** TO DO **
1. Reproduce the passage from the vector data models text below, starting at "plt.plot(x, y, marker='o')" and ending at "plt.title('Trapezoid Plot')".
2. Answer these questions using the vector data models text below.
(a) Which three properties does the text list for topology?
(b) What rule of thumb does the text give for choosing a snap tolerance?
(c) In a Triangular Irregular Network, what are the triangular faces called?

** TEXT EXCERPT **
********

Vector Data Models

Specifically, this section will cover vector models and their relation to topology.

Recall a vector model is a model made with points, lines, and polygons, representing entities and features. There can also be associated attributes, which are the non-spatial components of a model.

Vector models can commonly be represented as:

Non-Topological Vector Data Model

  • Advantages
    • simple (often open file standards)
    • efficient for display and plotting
  • Disadvantages
    • can contain duplicate common boundaries (increases costs due storage and analysis)
    • can be inefficient for spatial analysis
    • editing and querying can be difficult

Can be referred to as spaghetti models.

Topological Vector Data Model

Topology: geometric properties that do not chance with changes shapes, specifically the following properties:

  • adjacency
  • connectivity
  • containment

A topologically defined model can have its shape changed (or warped) and still retain its properties.

  • Advantages
    • data storage reduced (boundary arcs stored once)
    • explicit neighbor relations maintained
      • useful for cleaning, digitizing, analysis, and queries
  • Disadvantages
    • computational overhead
    • draws slower

Topological versus Non-Topological Editing

Snapping

Given a snap tolerance, points and lines can be combined into shared boundaries. Essentially, points are automatically set to have the same coordinates. They become magnetic. Position errors can stem during build processes, especially when digitizing.

Snap tolerance must be chosen carefully:

  • undershooting: node does not quite reach other node or line
  • overshooting: lines cross over existing nodes or lines
  • rule of thumb: should be smaller than the desired positional accuracy

Advanced Data Model with Applied Topology

  • Network Models
    • routes
    • hydrology (i.e. river networks with help in flooding scenarios)
    • other models with attributes that can affect a cost
    • can get very complex
    • given a topologically regulated network, can change shape without changing properties, must follow:
      • adjacency
      • connectivity
      • containment
  • Triangular Irregular Networks (TINs)
    • create a network over a landscape with triangles to represent terrain elevation via a topological network
    • points (nodes) can be actual measured references
    • edges are formed between the nodes
    • the triangular faces are known as facets
    • adhere to the topological properties:
      • adjacency
      • connectivity
      • containment

Topology Rules (ArcGIS Specific)

Vector Operations

Vector operations are used in spatial data analysis on vector data models. Vector operations can be applied with functions and can have one-to-one or many-to-one type inputs and outputs.

Simpson’s Rule

Calculate the geometry or area from coordinates.

\[A=\frac{1}{2}\sum\limits_{i=1}^{n-1}(x_{i+1} - x_i)(y_i + y_{i+1})\]

To perform the operation, we want to “close the loop”.

Code
import matplotlib.pyplot as plt
import numpy as np
import pandas as pd

x = [2, 3, 5, 6, 2]
y = [4, 6, 6, 4, 4]

# Create the plot
plt.figure()
plt.plot(x, y, marker='o')  # Plot the trapezoid with markers at vertices
plt.fill(x, y, 'skyblue', alpha=0.5)  # Fill the trapezoid with color

# Set plot attributes
plt.title('Trapezoid Plot')
plt.xlabel('X-axis')
plt.ylabel('Y-axis')
plt.grid(True)

# Show the plot
plt.show()

  • \((x_0, y_0): (2, 4)\)
  • \((x_1, y_1): (3, 6)\)
  • \((x_2, y_2): (5, 6)\)
  • \((x_3, y_3): (6, 4)\)
  • \((x_4, y_4): (2, 4)\)

********

** DATA SUPPLIED **
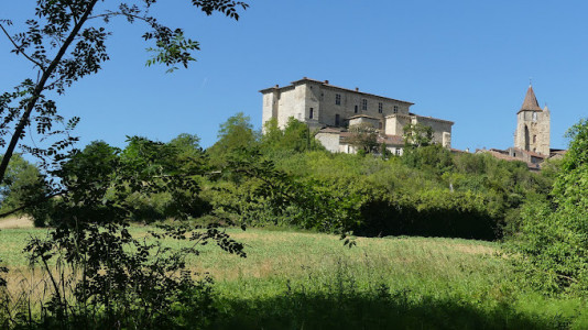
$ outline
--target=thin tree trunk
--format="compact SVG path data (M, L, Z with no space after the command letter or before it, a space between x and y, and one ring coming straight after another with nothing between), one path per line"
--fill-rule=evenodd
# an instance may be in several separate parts
M84 26L84 23L88 20L89 14L94 10L94 7L98 0L92 0L89 4L77 24L74 26L74 30L72 30L72 33L67 36L64 44L59 48L59 52L57 52L57 55L53 61L51 62L47 69L43 73L43 76L39 80L39 84L36 85L33 95L29 102L26 103L26 108L24 110L24 113L22 114L21 119L19 120L19 124L17 125L14 133L12 134L12 139L10 140L10 143L7 147L7 151L4 152L4 156L2 157L2 163L0 163L0 183L4 180L4 175L7 173L8 164L10 162L10 158L12 157L12 154L14 153L14 148L17 147L17 144L19 143L19 140L22 136L22 132L24 131L24 128L26 128L26 124L29 123L29 119L31 118L31 113L33 112L34 107L36 106L36 101L39 100L39 97L45 89L45 84L47 82L48 78L62 61L63 56L65 55L65 52L72 45L74 42L76 35L79 33L79 30L81 30L81 26Z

********

** ANSWERS GIVEN **
1.
plt.plot(x, y, marker='o')  # Plot the trapezoid with markers at vertices
plt.fill(x, y, 'skyblue', alpha=0.5)  # Fill the trapezoid with color

# Set plot attributes
plt.title('Trapezoid Plot')

2.
(a) Adjacency, connectivity, and containment.
(b) It should be smaller than the desired positional accuracy.
(c) Facets.